◆ Exercise text ◆
○ ○ ○ ○ ○

The heavily tourism-based economy in Las Vegas has suffered greatly because of the pandemic. Where are we in terms of a recovery?
We certainly can’t wait for a vaccine to jumpstart economic activity here in the Valley. I think health safety protocols here are superior to most hospitality companies around the country, but they are limited in their nature to fight the disease. There needs to be added protocols put in place to allow us to occupy theaters more fully, stadiums, arenas and convention centers. Until we can do that, we’re going to have the level of revenue activity that we have right now, which is far below what a healthy Las Vegas economy needs.
We need to find out what kinds of additional health safety measures need to be put into place so we can be comfortable with occupying venues more than we’re currently able to do. I’ve seen reports that say a recovery in Las Vegas wouldn’t happen until maybe 2024. I think that’s wrong. I think we’re going to see slow, but steady improvement throughout 2021—not rapid, but demonstrable.
News came out last month that Las Vegas Sands is shopping its Strip assets, including the Venetian. Did that surprise you?

○ ○ ○ ○ ○

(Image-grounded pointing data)
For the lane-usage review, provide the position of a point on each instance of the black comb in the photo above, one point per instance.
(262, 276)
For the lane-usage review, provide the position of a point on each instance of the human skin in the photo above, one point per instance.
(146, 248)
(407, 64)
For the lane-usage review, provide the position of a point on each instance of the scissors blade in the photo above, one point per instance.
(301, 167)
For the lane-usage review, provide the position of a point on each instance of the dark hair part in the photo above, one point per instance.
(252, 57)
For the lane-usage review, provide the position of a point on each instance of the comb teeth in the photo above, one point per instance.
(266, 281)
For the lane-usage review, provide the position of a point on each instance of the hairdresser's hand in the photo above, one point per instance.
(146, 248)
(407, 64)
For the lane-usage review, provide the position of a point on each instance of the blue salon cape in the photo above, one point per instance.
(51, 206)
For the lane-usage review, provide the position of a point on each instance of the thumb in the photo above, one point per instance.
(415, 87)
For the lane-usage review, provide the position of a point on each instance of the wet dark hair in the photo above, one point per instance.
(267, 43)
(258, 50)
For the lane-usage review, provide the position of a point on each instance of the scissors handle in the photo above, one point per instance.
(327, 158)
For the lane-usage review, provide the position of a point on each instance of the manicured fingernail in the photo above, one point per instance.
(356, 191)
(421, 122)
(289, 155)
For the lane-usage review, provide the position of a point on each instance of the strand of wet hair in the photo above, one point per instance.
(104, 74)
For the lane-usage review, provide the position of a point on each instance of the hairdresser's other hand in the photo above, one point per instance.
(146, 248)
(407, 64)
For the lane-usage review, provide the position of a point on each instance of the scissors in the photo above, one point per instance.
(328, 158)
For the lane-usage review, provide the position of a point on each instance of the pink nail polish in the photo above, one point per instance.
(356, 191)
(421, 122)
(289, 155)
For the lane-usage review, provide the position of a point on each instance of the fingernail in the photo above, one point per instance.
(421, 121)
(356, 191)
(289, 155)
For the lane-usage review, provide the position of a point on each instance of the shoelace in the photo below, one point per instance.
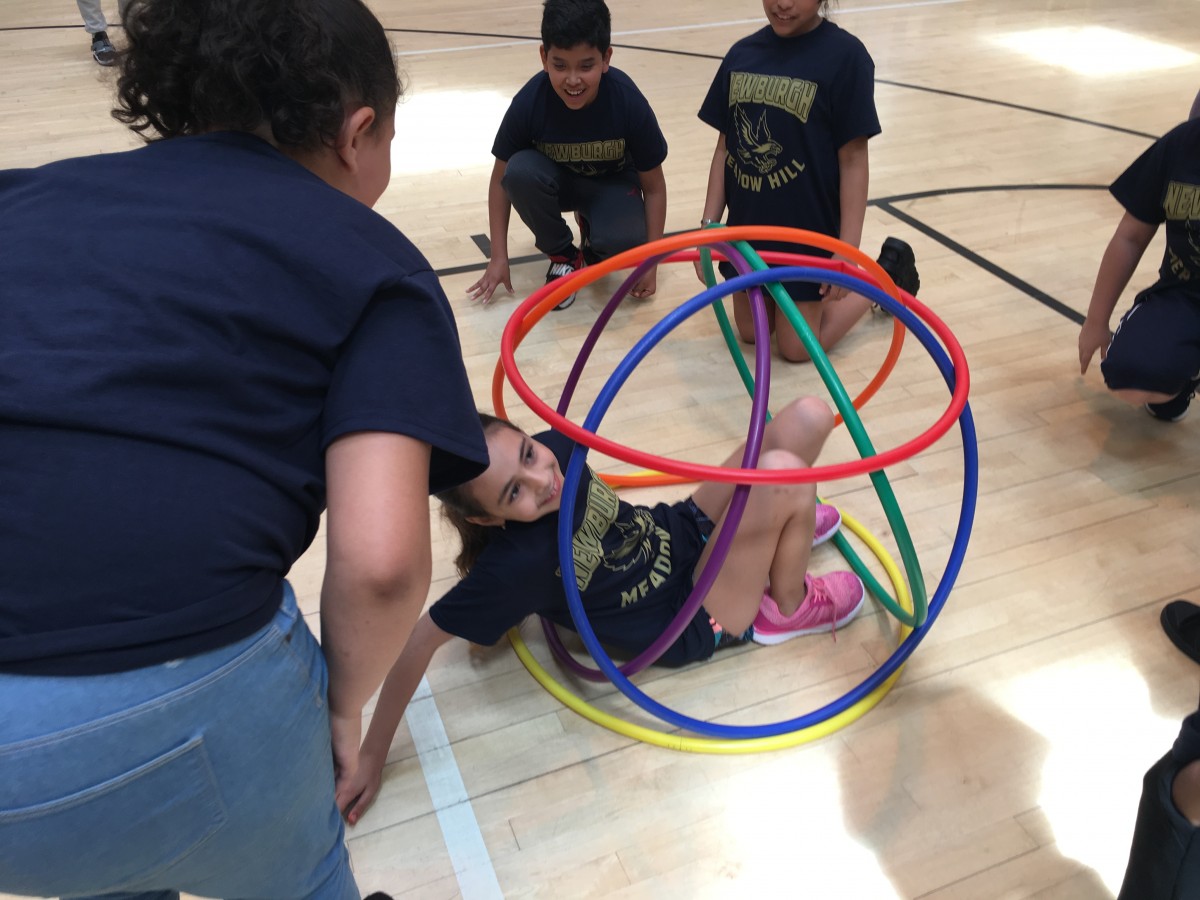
(819, 598)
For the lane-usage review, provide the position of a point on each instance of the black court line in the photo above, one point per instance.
(887, 205)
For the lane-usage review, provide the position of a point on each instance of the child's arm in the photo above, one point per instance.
(654, 195)
(714, 197)
(498, 209)
(1120, 261)
(377, 571)
(355, 795)
(853, 173)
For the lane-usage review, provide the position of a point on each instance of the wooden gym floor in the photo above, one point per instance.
(1007, 760)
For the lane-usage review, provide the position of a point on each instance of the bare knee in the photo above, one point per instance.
(802, 420)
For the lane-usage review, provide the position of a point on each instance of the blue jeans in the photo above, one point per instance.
(210, 774)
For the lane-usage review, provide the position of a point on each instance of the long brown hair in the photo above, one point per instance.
(459, 504)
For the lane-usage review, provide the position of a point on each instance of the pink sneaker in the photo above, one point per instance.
(828, 522)
(832, 600)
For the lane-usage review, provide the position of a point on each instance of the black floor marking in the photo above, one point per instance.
(885, 204)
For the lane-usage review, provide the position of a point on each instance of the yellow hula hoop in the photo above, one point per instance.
(675, 741)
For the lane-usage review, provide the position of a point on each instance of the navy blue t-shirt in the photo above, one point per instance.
(634, 568)
(1163, 185)
(612, 133)
(786, 106)
(184, 330)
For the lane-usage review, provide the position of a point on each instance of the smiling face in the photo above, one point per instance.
(522, 484)
(790, 18)
(575, 73)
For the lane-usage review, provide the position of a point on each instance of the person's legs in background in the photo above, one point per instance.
(96, 27)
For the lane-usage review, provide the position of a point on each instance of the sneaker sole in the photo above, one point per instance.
(769, 639)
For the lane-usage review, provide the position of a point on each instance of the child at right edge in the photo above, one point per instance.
(795, 106)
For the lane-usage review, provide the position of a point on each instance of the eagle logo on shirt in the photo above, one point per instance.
(755, 145)
(635, 543)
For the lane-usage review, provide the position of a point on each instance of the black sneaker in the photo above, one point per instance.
(562, 265)
(589, 256)
(102, 49)
(1175, 408)
(900, 263)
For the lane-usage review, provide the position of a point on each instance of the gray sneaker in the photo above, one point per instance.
(102, 49)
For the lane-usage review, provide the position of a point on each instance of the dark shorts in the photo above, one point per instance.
(720, 636)
(1164, 858)
(1156, 347)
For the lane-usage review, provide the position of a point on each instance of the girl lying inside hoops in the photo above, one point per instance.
(635, 564)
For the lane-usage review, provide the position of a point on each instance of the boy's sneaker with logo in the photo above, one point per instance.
(1175, 408)
(828, 522)
(589, 256)
(900, 263)
(102, 49)
(562, 265)
(832, 600)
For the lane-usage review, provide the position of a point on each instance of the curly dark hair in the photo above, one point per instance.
(569, 23)
(192, 66)
(459, 504)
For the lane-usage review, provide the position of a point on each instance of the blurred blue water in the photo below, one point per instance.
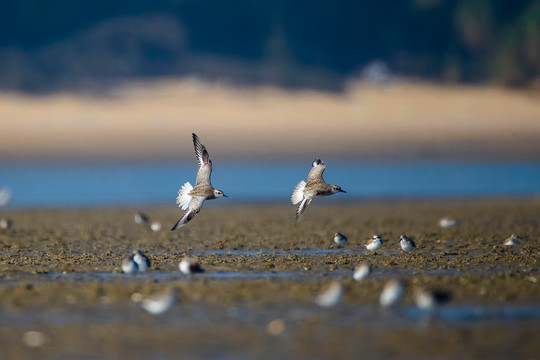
(142, 184)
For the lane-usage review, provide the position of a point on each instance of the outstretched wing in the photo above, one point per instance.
(305, 202)
(195, 207)
(205, 164)
(317, 169)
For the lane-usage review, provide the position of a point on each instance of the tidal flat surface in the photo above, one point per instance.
(60, 277)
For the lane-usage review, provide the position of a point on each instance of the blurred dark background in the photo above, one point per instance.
(63, 44)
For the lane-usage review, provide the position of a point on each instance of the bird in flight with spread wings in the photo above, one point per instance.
(192, 198)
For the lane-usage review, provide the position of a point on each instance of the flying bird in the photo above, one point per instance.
(192, 198)
(315, 187)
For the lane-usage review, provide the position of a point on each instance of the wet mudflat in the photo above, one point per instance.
(60, 277)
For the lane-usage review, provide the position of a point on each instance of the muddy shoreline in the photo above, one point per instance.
(60, 275)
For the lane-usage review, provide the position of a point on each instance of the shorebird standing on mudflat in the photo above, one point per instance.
(315, 187)
(192, 198)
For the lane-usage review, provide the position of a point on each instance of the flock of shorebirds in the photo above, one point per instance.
(191, 199)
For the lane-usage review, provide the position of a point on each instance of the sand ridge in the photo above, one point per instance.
(155, 120)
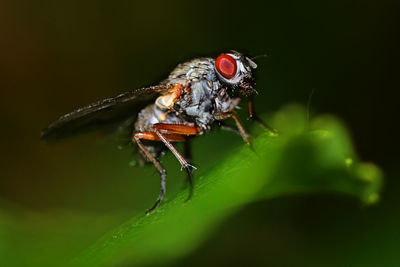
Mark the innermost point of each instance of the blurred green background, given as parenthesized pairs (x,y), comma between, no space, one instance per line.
(59,55)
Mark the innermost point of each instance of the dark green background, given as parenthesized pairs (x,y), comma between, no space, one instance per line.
(58,55)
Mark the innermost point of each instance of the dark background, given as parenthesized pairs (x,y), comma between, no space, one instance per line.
(58,55)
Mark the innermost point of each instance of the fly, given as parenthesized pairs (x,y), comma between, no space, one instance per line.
(196,95)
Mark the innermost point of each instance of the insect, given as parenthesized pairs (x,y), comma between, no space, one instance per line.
(196,95)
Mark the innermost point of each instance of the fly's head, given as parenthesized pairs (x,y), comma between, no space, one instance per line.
(236,71)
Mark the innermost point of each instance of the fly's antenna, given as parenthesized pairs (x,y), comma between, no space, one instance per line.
(309,104)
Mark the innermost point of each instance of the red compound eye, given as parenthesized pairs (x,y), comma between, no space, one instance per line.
(226,66)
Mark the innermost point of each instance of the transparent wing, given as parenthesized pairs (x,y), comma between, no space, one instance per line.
(106,113)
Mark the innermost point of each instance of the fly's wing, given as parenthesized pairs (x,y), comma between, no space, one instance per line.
(102,114)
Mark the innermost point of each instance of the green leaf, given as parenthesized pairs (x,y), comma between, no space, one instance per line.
(305,157)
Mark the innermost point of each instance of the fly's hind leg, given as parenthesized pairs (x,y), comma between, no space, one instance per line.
(156,163)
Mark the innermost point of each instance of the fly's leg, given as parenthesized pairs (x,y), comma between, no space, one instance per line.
(156,163)
(183,130)
(242,131)
(187,153)
(255,118)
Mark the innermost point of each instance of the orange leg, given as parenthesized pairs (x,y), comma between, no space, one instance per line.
(177,129)
(173,133)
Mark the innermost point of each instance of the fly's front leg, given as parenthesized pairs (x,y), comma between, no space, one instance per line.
(182,130)
(242,131)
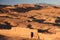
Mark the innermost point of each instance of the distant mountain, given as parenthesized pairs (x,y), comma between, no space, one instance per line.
(46,4)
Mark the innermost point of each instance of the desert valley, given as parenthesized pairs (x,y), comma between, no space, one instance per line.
(29,22)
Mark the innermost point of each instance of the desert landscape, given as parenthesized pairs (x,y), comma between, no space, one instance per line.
(30,22)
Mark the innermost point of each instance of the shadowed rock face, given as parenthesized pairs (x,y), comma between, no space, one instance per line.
(32,16)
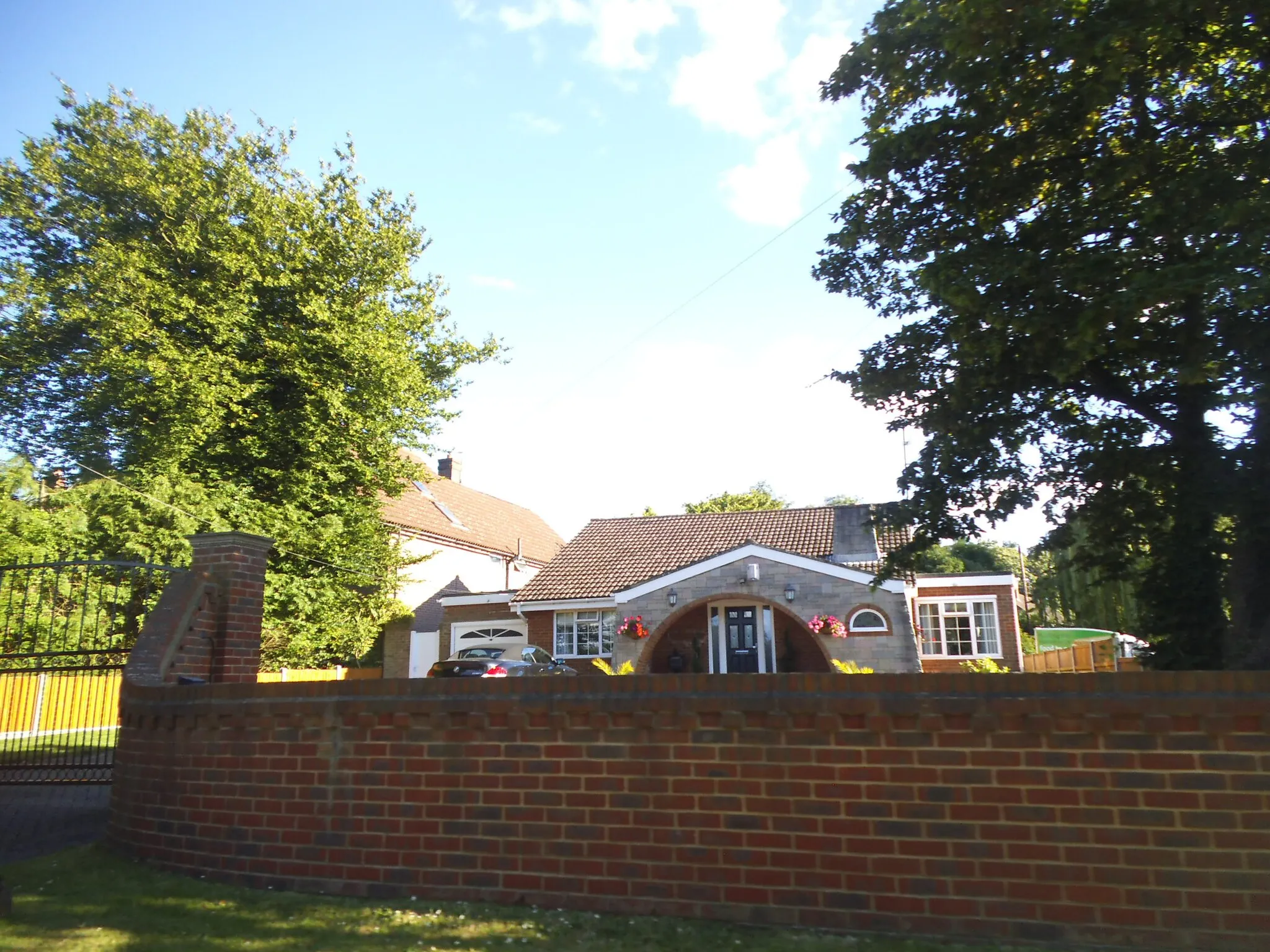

○ ○ ○ ○ ○

◆ Exercise tasks ◆
1 – In the interview on the Las Vegas economy, what does the speaker expect to see throughout 2021?
2 – Please carry on the interview on the Las Vegas economy from its final line.

◆ Numbered answers ◆
1 – Slow but steady improvement that is not rapid but demonstrable.

2 –
I was surprised. I’m not sure what the outcome of that will be, but I do know that the vast majority of profits they’ve been making lately have been coming from outside of Las Vegas. They’ve been aggressive and deliberate investors in Macau and Singapore. We’ll see where that goes.
Do you miss the casino and gaming industry?
I sure do. I love the industry. I love Las Vegas and MGM and the people at MGM. I appreciate that the board at MGM let me leave a little earlier than I was going to because the governor asked me to run this task force. I feel like I’m contributing where I can without getting in anyone’s way. I know how difficult the times are right now, and my heart goes out to the men and women who are doing their best.
Would you entertain the possibility of getting back into the industry?
I don’t think so, no. One of the really important lessons I’ve learned—and tried to instill during my 22 years—is to reduce barriers of upward mobility. People have a tendency sometimes to stay too long, whether that’s in sports or business. I loved every bit of my role. I can’t say it was always a fun job because we went through some incredibly stressful times as an industry and as a company, but I wouldn’t trade a moment of it. For now, I think I’m in the right place, helping the state more holistically.
I’m an investor now, too. I love to invest and do so in a variety of sectors. I spent 14 years on Wall Street before I came to Las Vegas. I’m incredibly proud to have worked for Mr. (Kirk) Kerkorian for the last 17 years of his life. I learned a lot from him. I idolized him. He was the ultimate value investor. I think my path will continue to be as an investor.
As of this writing, votes are still being counted in one of the most contentious presidential elections in American history. Did you have a horse in the race?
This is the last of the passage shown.